- _Work to complete_
Recast the lines from the one containing "trace --target low" up to and including the one containing "229 360 L 295" as a Markdown table with the columns No. and Content, giving each line its number and omitting blank lines. Include no other lines.

————————

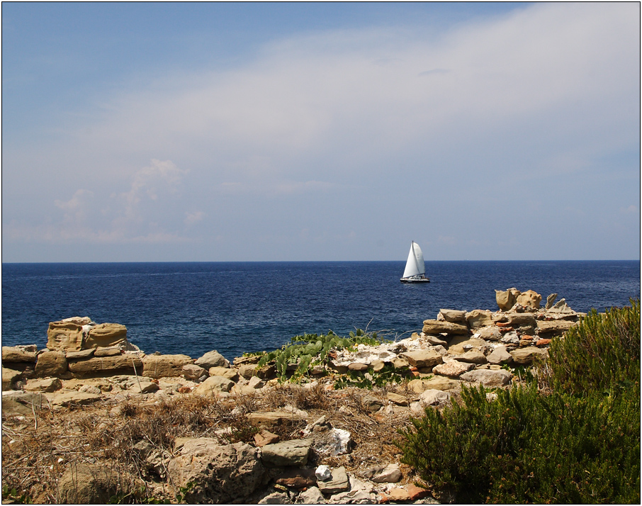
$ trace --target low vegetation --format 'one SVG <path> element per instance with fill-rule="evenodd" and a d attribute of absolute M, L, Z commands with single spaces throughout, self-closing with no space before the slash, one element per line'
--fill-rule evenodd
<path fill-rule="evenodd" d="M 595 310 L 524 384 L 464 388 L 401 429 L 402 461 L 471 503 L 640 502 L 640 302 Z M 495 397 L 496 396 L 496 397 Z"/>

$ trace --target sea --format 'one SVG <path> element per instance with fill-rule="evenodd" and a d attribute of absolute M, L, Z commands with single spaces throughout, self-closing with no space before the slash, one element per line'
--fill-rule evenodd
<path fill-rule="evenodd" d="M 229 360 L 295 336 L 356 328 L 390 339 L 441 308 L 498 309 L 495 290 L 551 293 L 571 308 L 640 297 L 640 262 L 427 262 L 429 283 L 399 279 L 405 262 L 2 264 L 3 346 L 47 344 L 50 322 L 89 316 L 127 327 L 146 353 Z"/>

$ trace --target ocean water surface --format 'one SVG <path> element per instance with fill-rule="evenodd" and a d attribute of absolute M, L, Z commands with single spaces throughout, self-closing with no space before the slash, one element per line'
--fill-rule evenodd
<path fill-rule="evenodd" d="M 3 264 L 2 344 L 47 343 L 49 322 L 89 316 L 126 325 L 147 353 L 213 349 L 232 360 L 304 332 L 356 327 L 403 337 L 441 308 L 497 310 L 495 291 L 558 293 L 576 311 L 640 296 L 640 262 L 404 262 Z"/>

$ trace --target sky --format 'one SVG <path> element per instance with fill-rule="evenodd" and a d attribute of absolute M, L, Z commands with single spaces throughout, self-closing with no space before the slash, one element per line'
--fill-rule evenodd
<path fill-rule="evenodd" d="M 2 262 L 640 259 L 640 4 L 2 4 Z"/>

————————

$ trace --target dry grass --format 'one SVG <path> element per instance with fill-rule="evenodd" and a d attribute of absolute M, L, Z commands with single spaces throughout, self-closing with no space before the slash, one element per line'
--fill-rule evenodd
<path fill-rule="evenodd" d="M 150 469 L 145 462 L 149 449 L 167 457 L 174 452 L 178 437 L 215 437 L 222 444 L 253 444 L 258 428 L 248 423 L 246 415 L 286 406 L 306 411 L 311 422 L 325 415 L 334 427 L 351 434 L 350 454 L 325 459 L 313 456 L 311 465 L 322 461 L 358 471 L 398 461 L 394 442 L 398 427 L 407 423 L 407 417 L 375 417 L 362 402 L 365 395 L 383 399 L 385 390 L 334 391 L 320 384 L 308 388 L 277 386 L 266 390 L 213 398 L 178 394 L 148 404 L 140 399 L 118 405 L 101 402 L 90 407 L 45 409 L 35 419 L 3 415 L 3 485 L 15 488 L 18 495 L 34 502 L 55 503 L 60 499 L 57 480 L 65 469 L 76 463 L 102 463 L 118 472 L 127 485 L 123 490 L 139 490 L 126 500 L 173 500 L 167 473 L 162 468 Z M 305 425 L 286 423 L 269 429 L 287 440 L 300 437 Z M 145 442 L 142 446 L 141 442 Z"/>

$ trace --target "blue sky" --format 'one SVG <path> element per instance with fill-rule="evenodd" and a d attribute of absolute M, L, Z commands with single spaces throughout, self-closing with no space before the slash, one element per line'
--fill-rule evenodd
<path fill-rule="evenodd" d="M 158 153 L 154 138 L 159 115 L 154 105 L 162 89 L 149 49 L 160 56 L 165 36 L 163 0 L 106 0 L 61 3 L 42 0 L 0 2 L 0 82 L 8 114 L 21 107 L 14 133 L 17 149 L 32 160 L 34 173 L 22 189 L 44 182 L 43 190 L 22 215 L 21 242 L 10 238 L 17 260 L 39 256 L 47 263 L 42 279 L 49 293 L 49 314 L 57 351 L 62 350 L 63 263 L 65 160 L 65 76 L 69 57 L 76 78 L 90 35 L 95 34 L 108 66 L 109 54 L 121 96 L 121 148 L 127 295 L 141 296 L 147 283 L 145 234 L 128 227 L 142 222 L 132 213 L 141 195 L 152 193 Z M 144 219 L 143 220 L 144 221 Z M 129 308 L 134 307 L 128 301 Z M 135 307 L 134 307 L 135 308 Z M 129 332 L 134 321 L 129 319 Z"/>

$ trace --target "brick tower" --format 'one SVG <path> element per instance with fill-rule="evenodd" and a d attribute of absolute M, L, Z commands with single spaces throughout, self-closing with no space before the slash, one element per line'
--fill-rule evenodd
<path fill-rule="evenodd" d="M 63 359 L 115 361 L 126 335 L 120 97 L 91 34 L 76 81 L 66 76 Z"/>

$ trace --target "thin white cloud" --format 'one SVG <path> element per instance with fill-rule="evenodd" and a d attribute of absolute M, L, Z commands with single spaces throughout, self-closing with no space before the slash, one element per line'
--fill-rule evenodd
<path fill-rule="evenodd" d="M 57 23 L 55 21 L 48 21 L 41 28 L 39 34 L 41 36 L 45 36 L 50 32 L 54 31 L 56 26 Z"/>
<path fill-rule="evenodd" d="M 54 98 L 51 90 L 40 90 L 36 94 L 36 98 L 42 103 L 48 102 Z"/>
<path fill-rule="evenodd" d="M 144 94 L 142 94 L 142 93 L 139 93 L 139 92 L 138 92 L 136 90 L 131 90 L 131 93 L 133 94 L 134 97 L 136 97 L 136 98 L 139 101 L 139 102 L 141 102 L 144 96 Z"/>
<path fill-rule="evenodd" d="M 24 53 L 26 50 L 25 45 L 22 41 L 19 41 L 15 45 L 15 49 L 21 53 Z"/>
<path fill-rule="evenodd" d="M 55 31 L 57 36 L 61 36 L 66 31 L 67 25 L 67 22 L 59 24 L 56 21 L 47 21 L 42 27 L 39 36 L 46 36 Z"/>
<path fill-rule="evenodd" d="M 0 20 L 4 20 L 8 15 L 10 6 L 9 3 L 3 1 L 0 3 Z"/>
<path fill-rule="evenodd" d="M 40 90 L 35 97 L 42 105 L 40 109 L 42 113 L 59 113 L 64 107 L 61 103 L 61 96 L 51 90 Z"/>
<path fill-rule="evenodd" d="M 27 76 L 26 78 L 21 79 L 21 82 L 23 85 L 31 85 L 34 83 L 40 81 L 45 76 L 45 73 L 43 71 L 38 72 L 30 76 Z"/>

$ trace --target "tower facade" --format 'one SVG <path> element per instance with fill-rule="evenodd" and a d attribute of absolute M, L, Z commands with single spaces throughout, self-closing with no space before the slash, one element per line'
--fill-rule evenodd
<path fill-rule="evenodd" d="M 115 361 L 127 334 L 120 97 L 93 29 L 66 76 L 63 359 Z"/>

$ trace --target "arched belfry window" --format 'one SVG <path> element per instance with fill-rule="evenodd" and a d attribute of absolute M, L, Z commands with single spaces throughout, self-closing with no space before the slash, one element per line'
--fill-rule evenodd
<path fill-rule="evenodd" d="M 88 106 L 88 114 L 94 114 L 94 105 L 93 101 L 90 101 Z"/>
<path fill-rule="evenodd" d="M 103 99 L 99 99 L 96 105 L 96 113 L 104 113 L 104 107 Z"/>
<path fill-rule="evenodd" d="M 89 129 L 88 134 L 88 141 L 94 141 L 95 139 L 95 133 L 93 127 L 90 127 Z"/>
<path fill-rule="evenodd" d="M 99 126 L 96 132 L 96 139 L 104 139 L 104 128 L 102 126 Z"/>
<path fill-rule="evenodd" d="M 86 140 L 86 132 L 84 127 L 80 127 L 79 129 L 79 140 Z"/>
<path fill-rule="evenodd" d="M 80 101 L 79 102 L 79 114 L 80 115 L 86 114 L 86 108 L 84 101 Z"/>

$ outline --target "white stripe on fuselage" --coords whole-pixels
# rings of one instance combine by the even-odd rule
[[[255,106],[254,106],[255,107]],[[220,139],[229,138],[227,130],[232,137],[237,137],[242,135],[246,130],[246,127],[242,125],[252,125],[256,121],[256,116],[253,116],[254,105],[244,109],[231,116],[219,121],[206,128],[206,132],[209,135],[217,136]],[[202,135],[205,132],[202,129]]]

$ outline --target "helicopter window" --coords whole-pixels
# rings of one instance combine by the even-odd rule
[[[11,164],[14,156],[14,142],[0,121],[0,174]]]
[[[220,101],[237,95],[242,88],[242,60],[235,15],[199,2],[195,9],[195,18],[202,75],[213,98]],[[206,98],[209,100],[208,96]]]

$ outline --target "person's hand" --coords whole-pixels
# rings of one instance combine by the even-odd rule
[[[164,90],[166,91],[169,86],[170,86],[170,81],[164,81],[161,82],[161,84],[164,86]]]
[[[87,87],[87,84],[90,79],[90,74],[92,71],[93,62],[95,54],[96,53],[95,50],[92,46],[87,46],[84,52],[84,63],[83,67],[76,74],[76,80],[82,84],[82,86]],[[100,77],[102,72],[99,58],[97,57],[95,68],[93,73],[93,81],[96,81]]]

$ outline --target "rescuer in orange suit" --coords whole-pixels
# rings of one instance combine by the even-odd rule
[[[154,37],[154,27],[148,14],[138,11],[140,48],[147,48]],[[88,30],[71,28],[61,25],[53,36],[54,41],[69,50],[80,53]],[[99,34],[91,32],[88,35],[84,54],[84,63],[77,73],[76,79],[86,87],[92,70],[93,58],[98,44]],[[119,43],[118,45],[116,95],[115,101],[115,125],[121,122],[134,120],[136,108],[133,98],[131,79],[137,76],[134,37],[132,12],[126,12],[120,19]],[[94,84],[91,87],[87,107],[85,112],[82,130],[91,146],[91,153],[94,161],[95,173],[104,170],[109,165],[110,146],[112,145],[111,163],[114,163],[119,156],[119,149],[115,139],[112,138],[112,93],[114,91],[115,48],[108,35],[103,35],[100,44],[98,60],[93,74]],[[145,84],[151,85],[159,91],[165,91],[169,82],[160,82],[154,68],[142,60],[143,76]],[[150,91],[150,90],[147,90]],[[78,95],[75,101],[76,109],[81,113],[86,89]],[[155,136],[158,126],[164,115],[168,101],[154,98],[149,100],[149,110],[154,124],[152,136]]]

————————

- _Right answer_
| No. | Content |
|---|---|
| 1 | $ trace --target low vegetation --format 'one SVG <path> element per instance with fill-rule="evenodd" and a d attribute of absolute M, L, Z commands with single spaces throughout, self-closing with no space before the slash, one element per line' |
| 2 | --fill-rule evenodd |
| 3 | <path fill-rule="evenodd" d="M 595 310 L 524 384 L 464 388 L 401 429 L 402 461 L 471 503 L 640 502 L 640 302 Z M 495 397 L 496 396 L 496 397 Z"/> |
| 4 | $ trace --target sea --format 'one SVG <path> element per instance with fill-rule="evenodd" and a d attribute of absolute M, L, Z commands with single spaces throughout, self-closing with no space before the slash, one element per line' |
| 5 | --fill-rule evenodd |
| 6 | <path fill-rule="evenodd" d="M 229 360 L 295 336 L 356 328 L 390 339 L 441 308 L 498 309 L 495 290 L 551 293 L 571 308 L 640 297 L 640 262 L 427 262 L 429 283 L 399 279 L 405 262 L 2 264 L 3 346 L 47 344 L 50 322 L 89 316 L 127 327 L 146 353 Z"/> |